Je suis donc je me sens

 

 

Il nous a été transmis une interprétation d’une citation de Descartes qui s’est transformé à travers les générations en « Je pense donc je suis ». Cette interprétation a baigné l’inconscient collectif de l’occident et a peut-être participé à donner la primauté au processus réflexif dans la compréhension de nous-mêmes. C’est aussi le parti pris de certaines psychothérapies et psychanalyses. Ce processus va alors permettre une prise de conscience, une analyse et une compréhension des nœuds de souffrance de notre histoire et notamment à travers de cela, une plus profonde compréhension de nous-mêmes. On donne du sens pour mettre en lumière et ordonner les événements dont l’empreinte ressurgit dans notre vie actuelle.

En complémentarité du processus réflexif, existe le processus sensitif qui s’appuie sur la perception de soi-même au moyen du ressenti corporel. Il s’agit d’observer une transition progressive vers la perception de notre intériorité et expérimenter notre corps plus comme une source d’informations qu’un objet à notre service.

Il est le siège du vécu et du ressenti de nos émotions, sentiments et perceptions du monde. Développer la capacité de les écouter en rentrant en contact avec les sensations de son corps nous aide alors à percevoir plus clairement nos besoins. Affiner la qualité de présence à nos différents sens permet de vivre plus pleinement et intensément nos expériences de vie.

 

Dans la tradition indienne et plus largement orientale, le clivage corps-esprit est une illusion. Il n’existe pas en tant que tel une suprématie du cerveau sur le corps, du mental et du processus réflexif sur l’intelligence du corps.

Pour les médecines chinoise et indienne, les émotions et notre rapport à notre environnement se vivent dans le corps. Un déséquilibre peut survenir entre ce que notre corps exprime et ce que la tête impose. S’il persiste et/ou se répète, alors une tension apparaît, conséquence du conflit intérieur qui se joue.

Dans certaines thérapies psycho-corporelles occidentales, cette sensibilité du corps (ou « felt sense ») est utilisée pour soutenir la thérapie. C’est le cas -entres autres- du Somatic Experiencing, du Focusing et de l’Integral Somatic Psychotherapy.

Dans les années 50-60, Eugène Gendlin, le fondateur du Focusing se questionne sur les raisons pour lesquelles certaines personnes avancent plus vite que d’autres durant leur thérapie. Il réalise et visionne des centaines d’heures de séances et observe que les patients posant eux-mêmes des mots sur leurs ressentis corporels vivent une progression et un accès à la résilience plus rapides. Il continue alors ses recherches et met en place progressivement un « protocole » qui permet de passer de la perception et identification de la sensation corporelle à sa libération lorsque celle-ci est désagréable (ce qui est souvent le cas lorsque l’on vient en contact avec une souffrance).

Le protocole du Somatic Experiencing diffère quelque peu mais la fondation reste la même.

Le modèle de l’ISP s’appuie lui sur le fait qu’après avoir mis en relation la sensation corporelle et l’émotion, on lui donne plus de place dans le corps pour mieux la tolérer.

Dans ces trois thérapies, la perception du corps est un aspect essentiel du travail sur soi.

La méditation permet de prendre un temps pour venir en contact avec soi-même, se percevoir tel que l’on est à travers tout le panel des sensations qui cohabitent. On accueille ce qui est, sa beauté et ses imperfections. On se découvre avec curiosité et sincérité. On développe une capacité de présence qui en diminuant les ruminations du mental permet une disponibilité plus grande au monde.

L’intégration par la pratique de la méditation permet de faire émerger progressivement un sentiment de cohérence et d’harmonie perceptible dans votre vie.

 

Je tiens à remercier Blandine Ferte pour l’aide fournie à l’écriture de cet article.

#### Consigne A
D'après l'article, qui a fondé le Focusing ?
#### Consigne B
Veuillez citer toutes les thérapies psycho-corporelles occidentales que l'article présente comme utilisant la sensibilité du corps pour soutenir la thérapie.

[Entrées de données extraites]
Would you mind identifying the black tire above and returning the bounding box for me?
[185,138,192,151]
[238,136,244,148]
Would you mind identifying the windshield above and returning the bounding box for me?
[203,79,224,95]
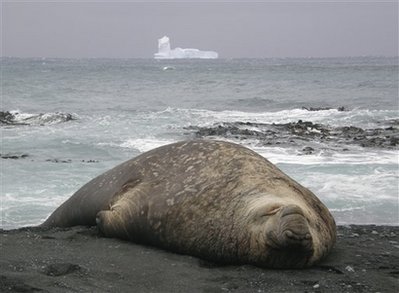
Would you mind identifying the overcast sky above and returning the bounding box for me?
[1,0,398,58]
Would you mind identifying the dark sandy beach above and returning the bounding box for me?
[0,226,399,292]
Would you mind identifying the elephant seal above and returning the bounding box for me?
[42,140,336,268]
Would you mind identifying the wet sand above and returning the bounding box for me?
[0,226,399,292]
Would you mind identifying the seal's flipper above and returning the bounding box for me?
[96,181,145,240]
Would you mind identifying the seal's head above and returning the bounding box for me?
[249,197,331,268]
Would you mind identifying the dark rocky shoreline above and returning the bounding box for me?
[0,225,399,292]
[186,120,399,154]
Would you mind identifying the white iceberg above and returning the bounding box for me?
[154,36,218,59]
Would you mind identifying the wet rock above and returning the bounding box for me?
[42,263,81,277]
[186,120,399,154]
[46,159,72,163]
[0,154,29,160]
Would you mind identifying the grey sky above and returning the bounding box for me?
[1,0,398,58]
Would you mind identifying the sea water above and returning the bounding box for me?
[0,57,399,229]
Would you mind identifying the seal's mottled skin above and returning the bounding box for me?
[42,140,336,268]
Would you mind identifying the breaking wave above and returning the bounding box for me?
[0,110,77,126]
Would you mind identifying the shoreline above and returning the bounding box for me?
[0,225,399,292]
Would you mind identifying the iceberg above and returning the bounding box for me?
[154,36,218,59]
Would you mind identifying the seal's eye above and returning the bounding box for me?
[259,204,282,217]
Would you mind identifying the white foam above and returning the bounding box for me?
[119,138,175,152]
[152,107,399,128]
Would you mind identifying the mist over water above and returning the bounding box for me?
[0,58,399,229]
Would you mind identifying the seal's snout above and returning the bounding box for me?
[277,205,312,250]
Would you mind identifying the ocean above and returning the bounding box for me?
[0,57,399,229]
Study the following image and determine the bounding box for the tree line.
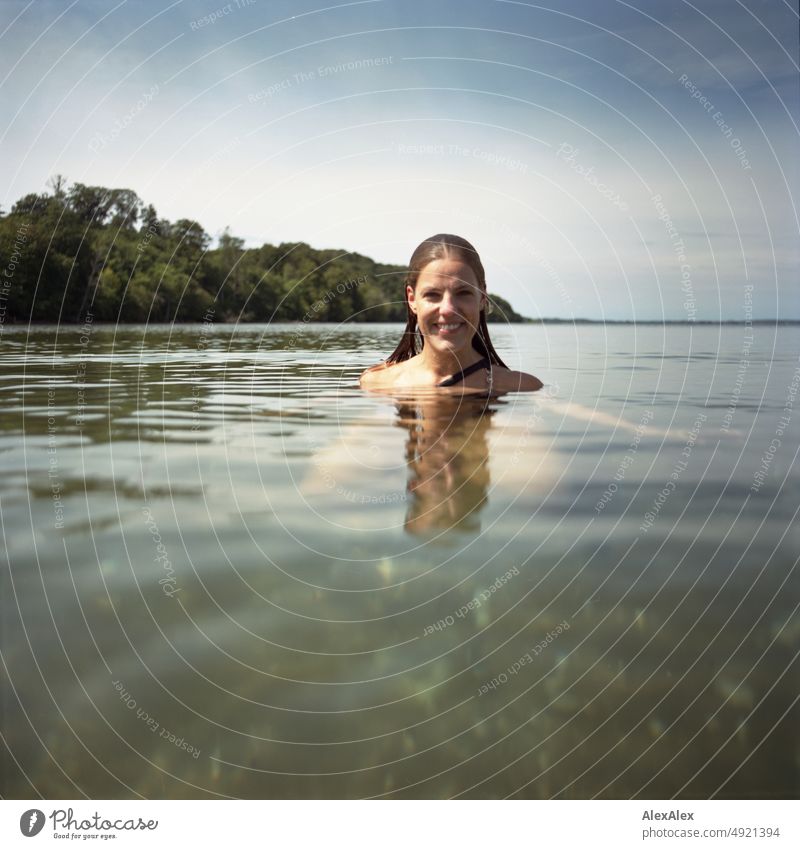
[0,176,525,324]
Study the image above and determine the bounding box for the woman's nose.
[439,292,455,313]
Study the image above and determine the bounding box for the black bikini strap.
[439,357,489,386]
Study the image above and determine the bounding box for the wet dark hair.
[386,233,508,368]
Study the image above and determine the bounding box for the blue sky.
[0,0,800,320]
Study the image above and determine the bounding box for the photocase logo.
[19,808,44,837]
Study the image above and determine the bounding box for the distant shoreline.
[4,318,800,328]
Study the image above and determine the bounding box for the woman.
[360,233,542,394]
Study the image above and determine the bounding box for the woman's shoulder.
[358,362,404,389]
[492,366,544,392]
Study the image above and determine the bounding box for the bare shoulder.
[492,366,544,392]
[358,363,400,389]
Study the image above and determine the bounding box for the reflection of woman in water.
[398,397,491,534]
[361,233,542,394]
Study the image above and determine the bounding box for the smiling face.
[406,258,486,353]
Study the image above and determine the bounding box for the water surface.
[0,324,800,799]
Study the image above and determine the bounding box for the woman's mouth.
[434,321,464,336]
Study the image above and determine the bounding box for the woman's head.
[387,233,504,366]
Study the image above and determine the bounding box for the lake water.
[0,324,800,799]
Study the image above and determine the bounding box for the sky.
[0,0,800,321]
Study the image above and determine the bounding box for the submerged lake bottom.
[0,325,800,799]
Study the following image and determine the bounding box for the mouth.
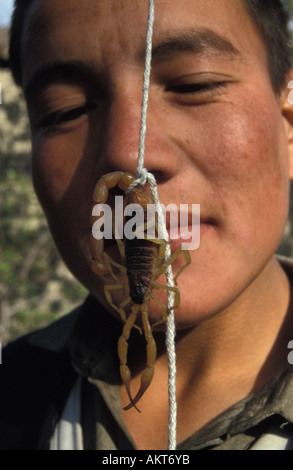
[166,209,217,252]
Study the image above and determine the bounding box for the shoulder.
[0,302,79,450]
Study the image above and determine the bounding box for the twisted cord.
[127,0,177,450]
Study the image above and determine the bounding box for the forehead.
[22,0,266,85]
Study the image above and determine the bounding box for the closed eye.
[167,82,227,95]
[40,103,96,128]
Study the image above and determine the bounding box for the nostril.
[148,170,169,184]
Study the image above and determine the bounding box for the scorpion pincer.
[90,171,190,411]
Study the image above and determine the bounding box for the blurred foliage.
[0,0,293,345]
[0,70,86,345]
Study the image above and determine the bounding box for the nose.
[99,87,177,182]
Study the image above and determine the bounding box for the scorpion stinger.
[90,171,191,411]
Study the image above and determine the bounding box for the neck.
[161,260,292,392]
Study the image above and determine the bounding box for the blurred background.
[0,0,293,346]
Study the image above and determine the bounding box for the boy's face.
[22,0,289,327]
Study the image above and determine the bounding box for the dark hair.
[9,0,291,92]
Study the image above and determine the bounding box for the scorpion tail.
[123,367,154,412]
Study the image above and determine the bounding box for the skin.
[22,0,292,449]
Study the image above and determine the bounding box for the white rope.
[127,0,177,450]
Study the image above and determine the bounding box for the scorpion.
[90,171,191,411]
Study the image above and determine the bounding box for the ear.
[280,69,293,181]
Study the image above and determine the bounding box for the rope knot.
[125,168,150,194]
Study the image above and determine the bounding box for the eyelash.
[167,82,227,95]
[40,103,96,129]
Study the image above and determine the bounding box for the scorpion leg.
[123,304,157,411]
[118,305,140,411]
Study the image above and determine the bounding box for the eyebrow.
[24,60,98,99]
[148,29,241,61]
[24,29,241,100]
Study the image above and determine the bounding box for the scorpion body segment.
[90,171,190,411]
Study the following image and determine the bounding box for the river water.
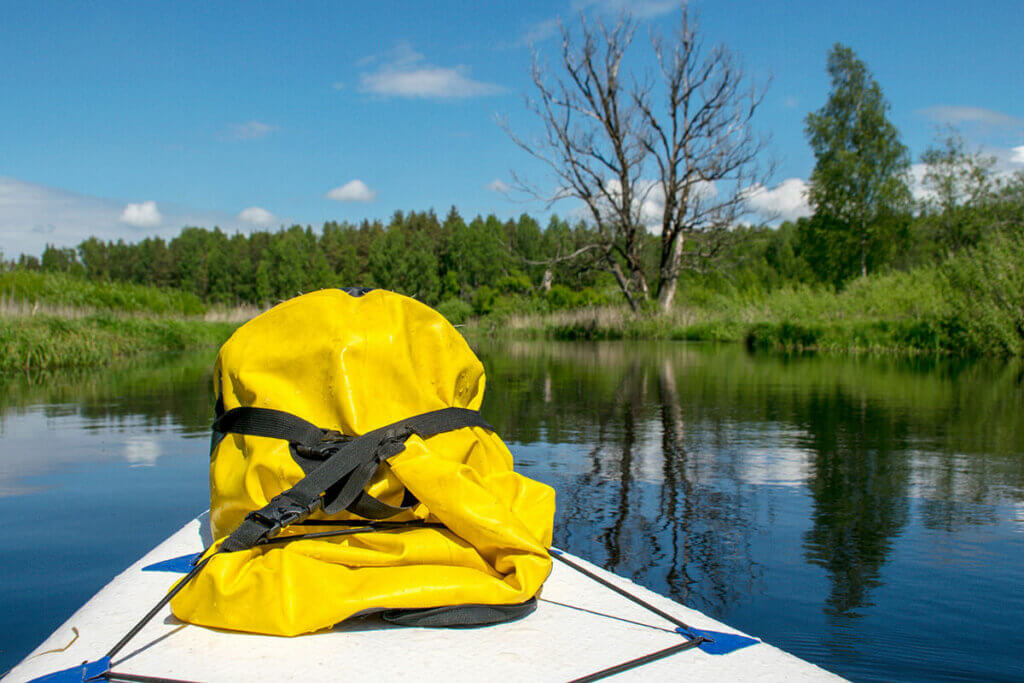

#### Réponse A
Eugène Gendlin.

#### Réponse B
Somatic Experiencing, Focusing, Integral Somatic Psychotherapy